§ **WRITTEN INSTRUCTION A**
In the listing, swap "brick wall" for "stone wall" in the lines from the one with "Is there any brick" to the one with "xmin=1 ymin=1 xmax=43 ymax=178", and return only those lines with nothing else altered.

§ **EXTRACT TO READ**
:::::

How to Eat Healthy in Dining Common

by   |   estephen@bju.edu   |  
Female student with take away containers in Dining Common

BJU’s residence hall students rely on the Dixon-Mackenzie Dining Common for almost every meal—breakfast, lunch and dinner. Every day, members of the university community pile into the dining common and cue up for familiar favorites, new flavors and the trusty sandwich line.

The dining common has evolved dramatically over the last decade. Back in the day, the DC offered one or two entrees per meal with few sides. BJU has since partnered with Aramark, a professional food service, and remodeled the main dining room to accommodate better seating and queues. Now students can choose from options such as the pizza bar, the sandwich bar, the salad bar, the potato bar, the American grill, the international grill and the comfort food line.

With so many options, it can be difficult to avoid stress-eating whatever’s most readily available. We are what we eat, so it’s important to eat well for work and study.

BJUtoday talked to Christine Williams, the DC’s student nutritionist, about some of the ways the dining common staff works to keep the student body healthy and study-ready. Most of her work revolves around answering emails from students about dietary needs or fielding questions from visiting parents and other guests. Her work isn’t limited to the dining common, though. She fields nutrition questions about the offerings at the Den, the POD and Cuppa Jones as well. Williams is still a student, so she has the advantage of knowing what it’s like to juggle school alongside her work like the rest of the student body.

:::::

§ **MATERIALS PROVIDED**
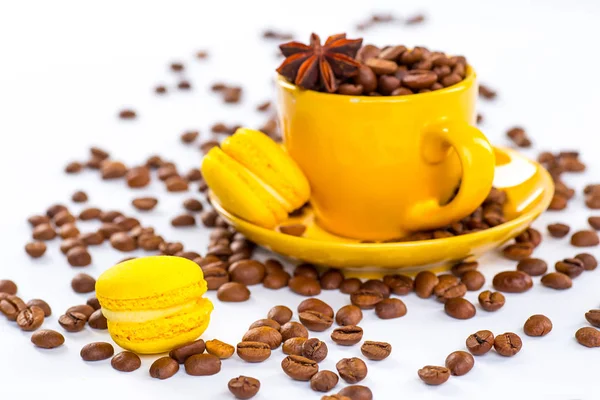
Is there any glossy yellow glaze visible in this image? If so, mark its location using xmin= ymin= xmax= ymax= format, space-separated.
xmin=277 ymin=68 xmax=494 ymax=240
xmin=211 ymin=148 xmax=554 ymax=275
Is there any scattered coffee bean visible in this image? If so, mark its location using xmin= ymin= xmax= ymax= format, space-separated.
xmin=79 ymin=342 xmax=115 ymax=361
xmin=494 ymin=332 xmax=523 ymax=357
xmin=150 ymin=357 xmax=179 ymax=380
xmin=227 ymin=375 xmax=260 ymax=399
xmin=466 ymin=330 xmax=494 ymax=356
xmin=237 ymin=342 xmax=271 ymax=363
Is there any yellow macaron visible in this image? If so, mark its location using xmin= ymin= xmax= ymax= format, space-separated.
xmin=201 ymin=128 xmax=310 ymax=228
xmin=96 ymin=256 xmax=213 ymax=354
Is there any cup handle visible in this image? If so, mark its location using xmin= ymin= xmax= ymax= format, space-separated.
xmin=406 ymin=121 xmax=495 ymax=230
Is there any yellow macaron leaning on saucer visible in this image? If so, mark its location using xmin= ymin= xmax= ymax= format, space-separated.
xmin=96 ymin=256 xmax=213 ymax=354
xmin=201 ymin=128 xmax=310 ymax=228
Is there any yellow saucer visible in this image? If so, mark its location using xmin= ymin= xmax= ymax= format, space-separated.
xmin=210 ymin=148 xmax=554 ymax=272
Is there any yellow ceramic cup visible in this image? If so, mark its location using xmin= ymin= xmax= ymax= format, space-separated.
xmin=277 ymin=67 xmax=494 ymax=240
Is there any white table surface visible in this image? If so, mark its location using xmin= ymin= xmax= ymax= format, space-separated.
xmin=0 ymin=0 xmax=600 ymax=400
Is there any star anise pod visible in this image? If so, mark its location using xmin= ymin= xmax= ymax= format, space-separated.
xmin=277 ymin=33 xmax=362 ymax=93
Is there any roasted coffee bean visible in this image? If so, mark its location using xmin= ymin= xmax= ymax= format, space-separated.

:::::

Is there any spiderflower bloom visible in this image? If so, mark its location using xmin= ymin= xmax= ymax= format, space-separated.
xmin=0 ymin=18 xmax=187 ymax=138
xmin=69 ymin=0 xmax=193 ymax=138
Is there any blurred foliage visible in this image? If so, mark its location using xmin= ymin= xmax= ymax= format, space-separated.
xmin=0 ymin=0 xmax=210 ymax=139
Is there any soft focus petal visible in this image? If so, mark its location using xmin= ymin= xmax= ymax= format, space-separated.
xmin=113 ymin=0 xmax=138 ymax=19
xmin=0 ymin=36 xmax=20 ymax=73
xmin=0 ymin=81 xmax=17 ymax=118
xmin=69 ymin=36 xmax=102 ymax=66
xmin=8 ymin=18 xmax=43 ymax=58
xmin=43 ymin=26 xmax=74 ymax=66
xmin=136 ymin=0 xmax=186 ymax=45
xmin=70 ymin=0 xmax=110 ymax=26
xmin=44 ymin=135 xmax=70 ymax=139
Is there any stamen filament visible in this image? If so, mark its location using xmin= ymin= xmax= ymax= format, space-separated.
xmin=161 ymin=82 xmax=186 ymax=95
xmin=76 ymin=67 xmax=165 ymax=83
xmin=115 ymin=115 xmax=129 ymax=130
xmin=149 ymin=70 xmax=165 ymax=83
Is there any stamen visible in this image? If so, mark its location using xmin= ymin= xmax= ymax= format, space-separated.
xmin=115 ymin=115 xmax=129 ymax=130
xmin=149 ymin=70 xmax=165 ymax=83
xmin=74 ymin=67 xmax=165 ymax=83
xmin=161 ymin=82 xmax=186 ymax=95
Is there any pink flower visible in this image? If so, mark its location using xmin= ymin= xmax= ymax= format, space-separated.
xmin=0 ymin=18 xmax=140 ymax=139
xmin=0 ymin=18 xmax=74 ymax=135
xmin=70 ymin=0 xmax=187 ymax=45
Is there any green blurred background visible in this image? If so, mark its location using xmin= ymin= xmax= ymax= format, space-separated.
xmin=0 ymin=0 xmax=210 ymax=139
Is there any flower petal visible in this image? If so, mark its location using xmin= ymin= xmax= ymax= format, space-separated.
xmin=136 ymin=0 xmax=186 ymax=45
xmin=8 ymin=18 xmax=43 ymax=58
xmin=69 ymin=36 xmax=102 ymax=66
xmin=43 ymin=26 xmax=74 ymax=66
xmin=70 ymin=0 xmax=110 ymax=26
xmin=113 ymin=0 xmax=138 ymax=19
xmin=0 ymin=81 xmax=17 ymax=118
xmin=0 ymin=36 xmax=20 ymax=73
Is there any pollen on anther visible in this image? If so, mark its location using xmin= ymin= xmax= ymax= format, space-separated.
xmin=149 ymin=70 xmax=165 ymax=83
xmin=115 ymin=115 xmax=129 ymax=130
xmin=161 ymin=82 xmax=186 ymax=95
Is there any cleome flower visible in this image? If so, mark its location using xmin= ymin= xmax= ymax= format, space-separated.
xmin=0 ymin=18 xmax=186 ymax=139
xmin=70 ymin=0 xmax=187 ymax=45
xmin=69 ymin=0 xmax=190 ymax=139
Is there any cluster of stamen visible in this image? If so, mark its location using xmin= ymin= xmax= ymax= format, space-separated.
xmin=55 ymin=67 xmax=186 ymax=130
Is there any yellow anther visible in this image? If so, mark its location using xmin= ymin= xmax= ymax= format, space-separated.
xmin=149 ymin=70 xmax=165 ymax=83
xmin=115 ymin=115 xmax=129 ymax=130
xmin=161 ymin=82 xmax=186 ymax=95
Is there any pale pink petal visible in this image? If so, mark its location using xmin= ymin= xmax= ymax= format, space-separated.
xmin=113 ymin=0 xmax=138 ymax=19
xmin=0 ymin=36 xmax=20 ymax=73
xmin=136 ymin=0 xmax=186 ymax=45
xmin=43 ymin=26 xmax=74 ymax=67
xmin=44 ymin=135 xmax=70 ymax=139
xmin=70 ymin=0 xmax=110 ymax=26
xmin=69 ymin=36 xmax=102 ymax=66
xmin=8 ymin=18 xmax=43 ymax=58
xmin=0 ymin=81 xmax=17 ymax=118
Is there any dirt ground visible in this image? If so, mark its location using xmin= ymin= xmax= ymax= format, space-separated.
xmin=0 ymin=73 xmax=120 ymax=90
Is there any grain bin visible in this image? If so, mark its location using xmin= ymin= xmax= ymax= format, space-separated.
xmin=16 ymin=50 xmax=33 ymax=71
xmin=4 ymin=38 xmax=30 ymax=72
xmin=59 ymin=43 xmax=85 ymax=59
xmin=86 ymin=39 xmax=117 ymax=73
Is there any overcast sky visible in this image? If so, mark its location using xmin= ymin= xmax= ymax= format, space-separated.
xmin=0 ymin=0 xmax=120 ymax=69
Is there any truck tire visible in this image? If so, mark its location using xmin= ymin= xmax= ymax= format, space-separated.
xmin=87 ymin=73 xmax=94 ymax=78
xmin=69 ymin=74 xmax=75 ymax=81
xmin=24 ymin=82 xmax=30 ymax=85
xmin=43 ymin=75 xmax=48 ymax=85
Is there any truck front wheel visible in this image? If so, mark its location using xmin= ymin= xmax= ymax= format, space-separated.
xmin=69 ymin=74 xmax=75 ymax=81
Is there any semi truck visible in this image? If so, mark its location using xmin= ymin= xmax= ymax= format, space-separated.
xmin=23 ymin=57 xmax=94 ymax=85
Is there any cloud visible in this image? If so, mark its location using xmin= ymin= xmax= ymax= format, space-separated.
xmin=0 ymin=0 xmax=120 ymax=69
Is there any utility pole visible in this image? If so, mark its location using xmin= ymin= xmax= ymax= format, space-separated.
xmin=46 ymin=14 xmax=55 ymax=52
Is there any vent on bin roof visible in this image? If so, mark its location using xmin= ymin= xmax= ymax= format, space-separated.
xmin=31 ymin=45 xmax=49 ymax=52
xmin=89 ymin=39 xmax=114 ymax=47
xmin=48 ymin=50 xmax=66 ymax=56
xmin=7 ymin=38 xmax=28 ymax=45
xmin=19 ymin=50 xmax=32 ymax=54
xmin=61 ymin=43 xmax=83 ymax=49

:::::

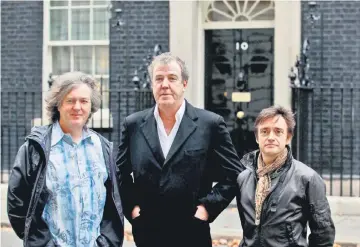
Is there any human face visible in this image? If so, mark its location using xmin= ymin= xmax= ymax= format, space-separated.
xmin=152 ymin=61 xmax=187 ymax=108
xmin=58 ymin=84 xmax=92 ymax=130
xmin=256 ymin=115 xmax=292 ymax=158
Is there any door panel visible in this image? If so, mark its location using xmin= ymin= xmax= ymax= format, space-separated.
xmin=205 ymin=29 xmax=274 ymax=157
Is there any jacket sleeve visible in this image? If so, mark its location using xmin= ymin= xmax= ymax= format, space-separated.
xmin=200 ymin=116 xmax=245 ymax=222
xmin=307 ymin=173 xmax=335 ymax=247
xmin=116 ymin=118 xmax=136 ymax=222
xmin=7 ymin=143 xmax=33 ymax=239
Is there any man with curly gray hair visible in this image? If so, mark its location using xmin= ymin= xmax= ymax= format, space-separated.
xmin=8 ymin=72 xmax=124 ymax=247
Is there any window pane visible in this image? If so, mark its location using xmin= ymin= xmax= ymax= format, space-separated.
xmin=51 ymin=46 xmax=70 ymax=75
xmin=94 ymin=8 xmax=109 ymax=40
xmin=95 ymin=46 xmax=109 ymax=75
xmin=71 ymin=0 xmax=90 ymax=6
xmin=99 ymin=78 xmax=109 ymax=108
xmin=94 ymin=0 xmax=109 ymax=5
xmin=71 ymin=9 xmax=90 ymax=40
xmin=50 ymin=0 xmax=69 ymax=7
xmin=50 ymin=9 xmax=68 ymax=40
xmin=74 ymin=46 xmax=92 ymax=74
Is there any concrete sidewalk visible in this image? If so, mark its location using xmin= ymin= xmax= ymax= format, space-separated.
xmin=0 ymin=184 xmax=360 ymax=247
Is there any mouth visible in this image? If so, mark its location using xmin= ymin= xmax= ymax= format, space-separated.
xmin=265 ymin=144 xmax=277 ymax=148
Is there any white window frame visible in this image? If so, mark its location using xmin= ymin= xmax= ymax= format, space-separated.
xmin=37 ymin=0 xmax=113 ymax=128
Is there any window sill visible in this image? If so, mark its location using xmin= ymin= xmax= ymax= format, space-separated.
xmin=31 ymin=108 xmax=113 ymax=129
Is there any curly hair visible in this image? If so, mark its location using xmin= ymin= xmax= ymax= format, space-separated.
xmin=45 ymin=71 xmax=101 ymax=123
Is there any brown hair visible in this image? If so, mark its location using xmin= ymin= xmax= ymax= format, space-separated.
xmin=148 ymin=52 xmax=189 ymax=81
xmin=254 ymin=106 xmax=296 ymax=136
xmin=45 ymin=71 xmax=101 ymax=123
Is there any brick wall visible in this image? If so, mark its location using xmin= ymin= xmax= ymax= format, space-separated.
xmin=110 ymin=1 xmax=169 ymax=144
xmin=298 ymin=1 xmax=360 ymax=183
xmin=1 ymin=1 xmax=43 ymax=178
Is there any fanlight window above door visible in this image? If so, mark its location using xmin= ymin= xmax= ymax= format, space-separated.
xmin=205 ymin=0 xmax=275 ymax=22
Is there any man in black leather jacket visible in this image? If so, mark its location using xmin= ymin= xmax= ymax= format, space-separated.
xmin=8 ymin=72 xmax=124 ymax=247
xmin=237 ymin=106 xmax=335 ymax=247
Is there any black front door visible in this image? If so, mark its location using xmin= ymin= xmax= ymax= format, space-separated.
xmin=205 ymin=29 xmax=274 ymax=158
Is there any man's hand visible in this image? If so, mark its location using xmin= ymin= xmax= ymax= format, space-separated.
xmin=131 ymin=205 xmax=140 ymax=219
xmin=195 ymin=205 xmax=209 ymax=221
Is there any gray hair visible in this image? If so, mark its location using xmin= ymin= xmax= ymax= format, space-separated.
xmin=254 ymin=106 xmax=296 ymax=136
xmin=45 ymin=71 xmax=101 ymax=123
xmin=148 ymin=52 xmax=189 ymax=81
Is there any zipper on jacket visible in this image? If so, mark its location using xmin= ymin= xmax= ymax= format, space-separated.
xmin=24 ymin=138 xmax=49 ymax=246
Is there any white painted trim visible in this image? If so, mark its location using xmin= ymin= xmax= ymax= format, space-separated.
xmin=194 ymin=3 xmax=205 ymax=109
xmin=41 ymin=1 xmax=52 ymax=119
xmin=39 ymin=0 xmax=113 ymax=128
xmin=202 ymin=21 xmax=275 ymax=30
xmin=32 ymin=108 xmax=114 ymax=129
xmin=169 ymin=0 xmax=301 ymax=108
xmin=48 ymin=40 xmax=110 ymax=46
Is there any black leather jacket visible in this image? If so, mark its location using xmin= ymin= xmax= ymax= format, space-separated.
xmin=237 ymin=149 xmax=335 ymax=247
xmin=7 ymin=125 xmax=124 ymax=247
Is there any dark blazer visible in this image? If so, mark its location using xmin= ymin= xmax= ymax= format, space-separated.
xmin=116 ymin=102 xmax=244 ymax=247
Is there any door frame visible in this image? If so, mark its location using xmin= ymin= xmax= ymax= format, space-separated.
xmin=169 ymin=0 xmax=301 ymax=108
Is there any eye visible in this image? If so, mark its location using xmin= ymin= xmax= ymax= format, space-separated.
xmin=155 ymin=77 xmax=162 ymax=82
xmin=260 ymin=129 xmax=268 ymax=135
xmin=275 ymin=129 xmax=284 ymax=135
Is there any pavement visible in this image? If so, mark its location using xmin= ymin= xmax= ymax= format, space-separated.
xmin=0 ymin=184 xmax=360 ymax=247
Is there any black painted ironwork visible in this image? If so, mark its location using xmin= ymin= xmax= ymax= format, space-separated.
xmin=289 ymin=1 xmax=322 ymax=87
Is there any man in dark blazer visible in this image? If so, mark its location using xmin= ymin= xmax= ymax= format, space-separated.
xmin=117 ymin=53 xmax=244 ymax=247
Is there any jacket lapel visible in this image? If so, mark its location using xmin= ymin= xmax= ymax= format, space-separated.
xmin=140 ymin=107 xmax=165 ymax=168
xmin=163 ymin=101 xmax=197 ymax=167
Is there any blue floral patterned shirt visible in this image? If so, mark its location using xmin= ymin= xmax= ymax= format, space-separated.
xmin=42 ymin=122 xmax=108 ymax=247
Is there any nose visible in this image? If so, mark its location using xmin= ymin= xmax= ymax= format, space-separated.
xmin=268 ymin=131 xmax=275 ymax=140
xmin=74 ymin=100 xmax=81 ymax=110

:::::

§ **WRITTEN INSTRUCTION B**
Pick up the article on eating healthy in the dining common and carry it on from its last sentence.

§ **REPLY A**
Is there any stone wall visible in this image? If so, mark its location using xmin= ymin= xmax= ymax= format, space-separated.
xmin=110 ymin=1 xmax=169 ymax=144
xmin=298 ymin=1 xmax=360 ymax=183
xmin=1 ymin=1 xmax=43 ymax=178

§ **REPLY B**
Making the DC a Food Sensitivity-Friendly Space

The DC’s nutrition evolutions started with gluten-free options. As awareness grew about food sensitivities among our students, the dining common adapted its menus and its floorspace to include a place for students to get gluten-free food that didn’t include the risk of cross-contamination. Gluten allergies aren’t the only food sensitivity out there, of course—diners may have negative reactions to dairy, soy, other plants and even some kinds of meat.

See Also: Gluten-Free at BJU

Williams got her start working with the gluten-free section, though she’s hoping to take her knowledge and expand healthy (often plant-based) options to the rest of the offerings.

Finding the Healthy Options

The dining common has made changes to meal presentation to make healthy options more visible. The nutrition team added labels to menu items to make identifying good choices easier.

If you eat in the dining common often, you probably recognize these icons on the clear visors over food stations:

Photo credit: bju.campusdish.com

These labels call out beneficial elements of featured meals. For diners with dietary preferences, the labels signal which menu options work with their needs.

The new and improved DC foodscape also includes detailed ingredients lists and nutrition information for each menu item available at the food stations. These labels help folks with food sensitivities avoid certain menu options while introducing diners to new flavors and experiences so everyone can eat well at the dining common.

“Many people aren’t aware of what they eat and how it affects them,” Williams explains. “I’d like to see a change in how everyone views food.” In the future, she’d like to conduct a survey of student eating habits that Aramark can use to produce better offerings in the future—and find out how to make wholesome choices more appealing.

Williams has a plan to introduce new flavors and healthy choices to students. “We have a healthy cart that we’ll do every so often—a nutritional booth that promotes one item in the featured recipe.” For example, the cart featured chocolate zucchini bread.

Using Variety to Your Advantage

The DC has a lot of options to choose from, which means you have lots of tasty options available if you’re trying to eat well.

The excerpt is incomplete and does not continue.